▶ [STATED TASK]: In your copy, reproduce the entries exactly as they are, minus the images.

▶ [Data listing]:

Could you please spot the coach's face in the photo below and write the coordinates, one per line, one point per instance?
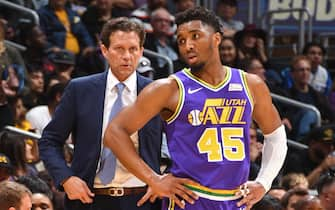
(123, 53)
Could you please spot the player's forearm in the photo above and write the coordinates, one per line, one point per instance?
(120, 143)
(274, 153)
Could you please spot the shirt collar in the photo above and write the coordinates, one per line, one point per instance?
(130, 82)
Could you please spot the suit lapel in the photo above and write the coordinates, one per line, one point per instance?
(99, 98)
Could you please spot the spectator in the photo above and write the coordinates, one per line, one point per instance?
(277, 192)
(226, 10)
(19, 113)
(6, 168)
(57, 195)
(326, 190)
(14, 196)
(14, 147)
(292, 196)
(63, 28)
(97, 15)
(308, 203)
(320, 78)
(34, 92)
(228, 52)
(161, 41)
(11, 83)
(255, 66)
(40, 116)
(36, 54)
(251, 42)
(303, 120)
(294, 180)
(332, 96)
(143, 13)
(8, 54)
(317, 159)
(41, 193)
(182, 5)
(64, 62)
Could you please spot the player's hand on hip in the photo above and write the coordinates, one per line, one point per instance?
(77, 189)
(251, 193)
(174, 188)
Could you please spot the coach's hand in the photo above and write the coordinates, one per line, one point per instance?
(77, 189)
(251, 193)
(172, 187)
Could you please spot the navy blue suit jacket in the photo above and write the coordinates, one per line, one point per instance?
(80, 112)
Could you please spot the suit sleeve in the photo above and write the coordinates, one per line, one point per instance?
(54, 136)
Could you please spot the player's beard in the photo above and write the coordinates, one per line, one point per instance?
(197, 67)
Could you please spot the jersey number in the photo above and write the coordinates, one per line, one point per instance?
(231, 148)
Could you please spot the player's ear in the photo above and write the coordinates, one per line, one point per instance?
(217, 38)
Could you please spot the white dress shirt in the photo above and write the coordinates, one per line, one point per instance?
(122, 176)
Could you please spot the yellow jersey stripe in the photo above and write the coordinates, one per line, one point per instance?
(180, 100)
(187, 71)
(246, 87)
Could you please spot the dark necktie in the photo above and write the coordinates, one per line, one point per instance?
(108, 160)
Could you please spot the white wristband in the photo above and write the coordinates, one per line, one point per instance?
(273, 156)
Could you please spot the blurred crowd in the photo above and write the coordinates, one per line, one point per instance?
(65, 45)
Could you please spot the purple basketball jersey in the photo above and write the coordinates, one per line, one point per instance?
(208, 136)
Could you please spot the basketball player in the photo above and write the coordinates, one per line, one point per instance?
(207, 111)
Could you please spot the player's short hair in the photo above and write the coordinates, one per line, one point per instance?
(206, 16)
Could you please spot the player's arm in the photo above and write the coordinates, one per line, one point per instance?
(268, 119)
(156, 97)
(274, 147)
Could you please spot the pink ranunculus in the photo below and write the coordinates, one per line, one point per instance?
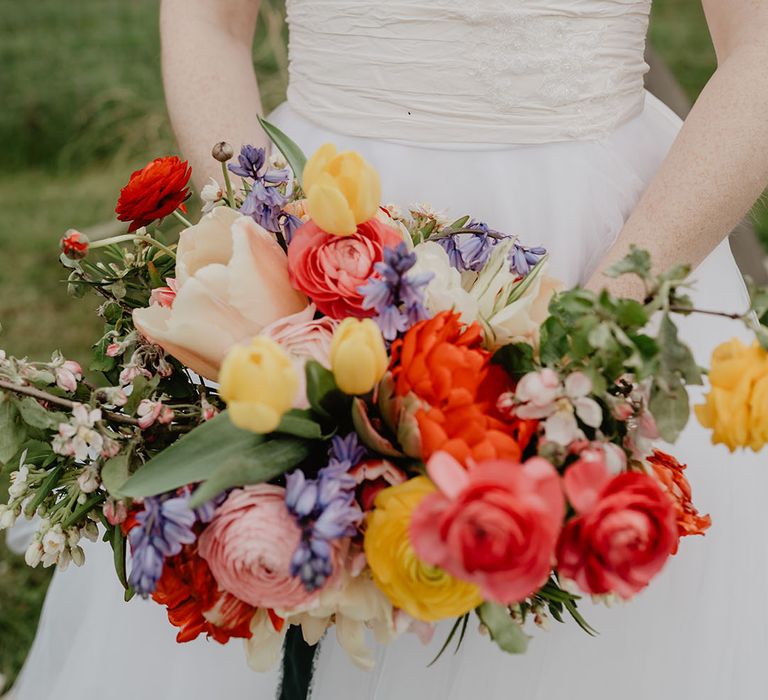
(249, 544)
(304, 338)
(495, 524)
(232, 281)
(624, 532)
(330, 269)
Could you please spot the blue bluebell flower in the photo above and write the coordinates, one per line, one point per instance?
(325, 510)
(162, 529)
(522, 259)
(396, 294)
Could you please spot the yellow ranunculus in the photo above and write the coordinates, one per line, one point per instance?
(425, 592)
(358, 356)
(736, 408)
(259, 384)
(342, 190)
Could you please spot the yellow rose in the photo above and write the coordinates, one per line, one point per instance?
(259, 384)
(342, 190)
(358, 356)
(425, 592)
(736, 408)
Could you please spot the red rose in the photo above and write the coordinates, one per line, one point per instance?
(330, 269)
(154, 192)
(623, 534)
(495, 524)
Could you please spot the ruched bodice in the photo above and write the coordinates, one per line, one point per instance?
(469, 71)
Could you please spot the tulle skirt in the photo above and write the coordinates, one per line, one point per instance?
(699, 631)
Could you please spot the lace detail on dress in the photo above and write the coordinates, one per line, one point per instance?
(494, 71)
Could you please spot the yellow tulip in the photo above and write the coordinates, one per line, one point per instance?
(342, 190)
(736, 408)
(425, 592)
(259, 384)
(358, 356)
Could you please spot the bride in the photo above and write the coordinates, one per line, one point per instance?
(532, 115)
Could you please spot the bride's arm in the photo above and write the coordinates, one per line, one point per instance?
(718, 166)
(210, 85)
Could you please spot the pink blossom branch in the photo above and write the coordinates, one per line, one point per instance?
(59, 401)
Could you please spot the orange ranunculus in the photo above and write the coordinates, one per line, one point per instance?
(195, 603)
(441, 361)
(672, 477)
(153, 192)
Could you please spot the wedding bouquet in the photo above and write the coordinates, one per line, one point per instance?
(314, 411)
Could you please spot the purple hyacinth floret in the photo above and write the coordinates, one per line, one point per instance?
(162, 529)
(264, 202)
(522, 259)
(325, 510)
(396, 294)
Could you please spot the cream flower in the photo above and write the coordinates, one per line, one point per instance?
(232, 283)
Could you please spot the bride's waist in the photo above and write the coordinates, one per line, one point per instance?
(536, 79)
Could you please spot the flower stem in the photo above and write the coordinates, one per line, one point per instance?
(182, 218)
(228, 185)
(136, 237)
(59, 401)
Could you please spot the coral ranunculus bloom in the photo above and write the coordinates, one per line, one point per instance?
(195, 603)
(671, 474)
(442, 362)
(153, 192)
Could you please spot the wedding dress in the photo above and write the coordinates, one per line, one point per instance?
(530, 115)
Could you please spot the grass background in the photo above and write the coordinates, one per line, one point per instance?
(82, 108)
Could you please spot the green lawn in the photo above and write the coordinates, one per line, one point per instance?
(82, 107)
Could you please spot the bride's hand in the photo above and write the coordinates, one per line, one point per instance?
(718, 166)
(210, 84)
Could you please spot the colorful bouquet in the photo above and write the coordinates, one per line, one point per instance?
(318, 411)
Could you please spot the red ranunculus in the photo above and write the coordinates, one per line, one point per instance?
(195, 603)
(623, 534)
(154, 192)
(495, 524)
(330, 269)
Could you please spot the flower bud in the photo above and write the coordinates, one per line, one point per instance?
(74, 244)
(259, 384)
(358, 356)
(222, 152)
(343, 190)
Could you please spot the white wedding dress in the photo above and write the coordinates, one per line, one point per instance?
(530, 115)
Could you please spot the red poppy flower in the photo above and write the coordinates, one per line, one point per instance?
(195, 603)
(154, 192)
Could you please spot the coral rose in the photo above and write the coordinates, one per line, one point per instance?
(330, 269)
(441, 362)
(153, 192)
(249, 544)
(425, 592)
(736, 409)
(495, 524)
(623, 534)
(231, 283)
(195, 603)
(671, 474)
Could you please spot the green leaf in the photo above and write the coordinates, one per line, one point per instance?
(516, 359)
(13, 432)
(300, 424)
(291, 152)
(34, 415)
(676, 357)
(115, 473)
(262, 464)
(637, 262)
(670, 407)
(194, 457)
(507, 633)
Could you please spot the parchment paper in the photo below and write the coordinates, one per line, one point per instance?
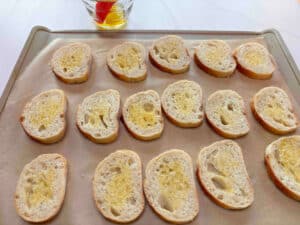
(271, 206)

▶ [RESULT FOR THIS TASK]:
Could you please spot the coach's face in the photo below and write the coordinates, one per line, one point per instance?
(123, 53)
Could you please spot the player's forearm in the photo above and write the coordinates, one per line, one point per instance?
(120, 143)
(274, 153)
Could you please spot the shirt collar in the photo above and write the coordinates, one per line, one point per instance?
(130, 82)
Could you please spot the suit lapel in the photo above and write the coordinates, one per line, one point per instance?
(99, 98)
Could you please spot the spectator in the photo above and write the coordinates, one per line, one point per instance?
(277, 192)
(226, 10)
(19, 113)
(6, 168)
(57, 195)
(326, 190)
(14, 196)
(14, 147)
(292, 196)
(63, 28)
(97, 15)
(308, 203)
(320, 78)
(34, 92)
(228, 52)
(161, 41)
(11, 83)
(255, 66)
(40, 116)
(36, 54)
(251, 42)
(303, 120)
(294, 180)
(332, 96)
(143, 13)
(8, 54)
(317, 159)
(41, 193)
(182, 5)
(64, 62)
Could you please spot the player's hand on hip in the photo above and write the coordinates, one per line, one point per instance?
(77, 189)
(251, 193)
(174, 188)
Could you please spot the coach's hand in the photo above and write the coordinates, one per line, one point per instance?
(77, 189)
(251, 193)
(172, 187)
Could you please spot the navy blue suit jacket in the photo above and write the coordinates, one per line, one point per instance?
(80, 112)
Could you please spot the suit sleeve in the photo above and write the coordinates, one per line, one point per instance?
(54, 136)
Could you please spot the player's beard in the photo above and write the coordinates, one per line, one point per instance?
(197, 67)
Could you please spot the jersey number in the photo above and write the coordinates, one per line, one point per instance?
(231, 148)
Could you please spot the player's ear in the photo above and write the coordinates, one per line, one point per instance?
(217, 38)
Could you please spot the white dress shirt in the photo above and write the coordinates, one per line, one point per instance?
(122, 176)
Could you please spot the yellow jersey stripe in the photo above and write the coordinates, one per line, one point per instance?
(180, 100)
(187, 71)
(246, 87)
Could you please spot the dark necktie in the photo above and write the coordinates, one per line, one point per instance?
(108, 160)
Could you please spot the white wristband in the photo above and write the coordinates, one per line, one point per instance?
(273, 156)
Could you please spot the blurred crowd in the photo above and write the coordinates, one per line, one point per instance?
(65, 45)
Could you please spot the purple basketball jersey in the photo above and write the coordinates, one per line, one point per instance?
(208, 136)
Could you please spot the basketball player in the photo above and write the coordinates, one per line, one point per instance?
(207, 111)
Could you please spot the player's short hair in the photo above and write the coordinates, one per line, one point per instance?
(206, 16)
Could you please spot the player's arm in the photo above and write the coordinates, one per line, one point per instance?
(268, 119)
(156, 97)
(274, 147)
Could you please spot the pink ranunculus in the photo below and write the coordinates, one per line, one point per instance?
(249, 544)
(304, 338)
(495, 524)
(232, 281)
(624, 532)
(330, 269)
Could you please spot the blue bluebell flower in the photo above and write the coordinates, one per line, one point per instance?
(325, 510)
(162, 529)
(522, 259)
(396, 294)
Could you please spot the yellow ranunculus in the photo above and write the coordinates, one per line, one point per instance?
(425, 592)
(358, 356)
(736, 408)
(259, 384)
(342, 190)
Could you please spot the yellow rose in the photo above and write the coordinates, one per line, one point per instance?
(259, 384)
(342, 190)
(358, 356)
(425, 592)
(736, 408)
Could you please spot the red rose in the photo above and write the coordinates, one per line, one point per instance?
(330, 269)
(154, 192)
(623, 534)
(495, 524)
Could you please spot the ruched bodice in the photo above and write the coordinates, one per line, one point per instance?
(469, 71)
Could you please spot the tulle skirt in the photo above and write the coordinates, one per line, one point per instance?
(699, 631)
Could you please spot the lace detail on dress in the photo above and write the coordinates, one per line, one point per instance?
(494, 71)
Could you please spot the yellow tulip in the photo above and write the coordinates, one per line, one point per instance?
(342, 190)
(736, 408)
(425, 592)
(259, 384)
(358, 356)
Could you please spot the bride in the photo above and write the coordinates, one per line, one point per instance?
(532, 115)
Could you please spot the bride's arm in the photo above and write the coordinates, one per line, one point per instance?
(718, 166)
(210, 85)
Could you please spot the pink blossom branch in the photo above and write the coordinates, one per line, one point per instance?
(59, 401)
Could you please spot the orange ranunculus in the photo above and write the coordinates, one per line, one point per instance?
(195, 603)
(441, 361)
(672, 477)
(153, 192)
Could you please spot the wedding bouquet in the photo above and write the coordinates, one per line, one point per instance?
(314, 411)
Could you please spot the purple hyacinth floret in the photo above and write the coordinates, one per line, one point per instance?
(162, 529)
(264, 202)
(522, 259)
(325, 510)
(396, 294)
Could you please spot the cream flower in the photo above and write the coordinates, one per line, one point per instance?
(232, 283)
Could you please spot the bride's waist in the photo above and write the coordinates, one per line, one point per instance?
(536, 79)
Could you please spot the flower stem in the photo above and write the coordinates, one per line, one point per instance?
(182, 218)
(228, 185)
(136, 237)
(59, 401)
Could you please spot the coral ranunculus bloom in the photo above and write the coordinates, one per line, one point per instance?
(195, 603)
(671, 474)
(442, 362)
(153, 192)
Could you please spot the wedding dress in the photo above and write the coordinates, one per line, one point per instance?
(530, 115)
Could you please spot the grass background in the photo above and write the coordinates, one per line, one point per instance?
(82, 108)
Could you please spot the green lawn in the photo above and write the coordinates, one per line, one point per instance?
(82, 107)
Could you please spot the bride's hand in the photo above and write the coordinates, one per line, one point per instance?
(718, 166)
(210, 84)
Could you please spot the colorful bouquet in the photo above and write the coordinates, one per line, one point per instance?
(318, 411)
Could you please spot the red ranunculus in the photo above and write the coordinates, one per line, one point per instance?
(195, 603)
(623, 534)
(154, 192)
(495, 524)
(330, 269)
Could you please spot the flower bud in the photo above and write the coordinates, one per line, one point per instance?
(74, 244)
(259, 384)
(358, 356)
(222, 152)
(343, 190)
Could you please spot the white wedding dress in the photo above and write the coordinates, one per line, one point per instance?
(530, 115)
Could you please spot the red poppy flower in the photo above and write the coordinates, one per line, one point per instance?
(195, 603)
(154, 192)
Could you please spot the coral rose in the photo above and write the coordinates, one per line, one point per instance?
(330, 269)
(441, 362)
(153, 192)
(249, 544)
(425, 592)
(736, 409)
(495, 524)
(623, 534)
(231, 283)
(195, 603)
(671, 474)
Could you please spot the green leaf in the photo above and write the coordinates, one per line, one point per instance?
(516, 359)
(13, 432)
(300, 424)
(291, 152)
(34, 415)
(676, 357)
(115, 473)
(262, 464)
(637, 262)
(670, 407)
(194, 457)
(507, 633)
Could you please spot the parchment paper in the photo below and write the coordinates, one per line, one point per instance?
(271, 206)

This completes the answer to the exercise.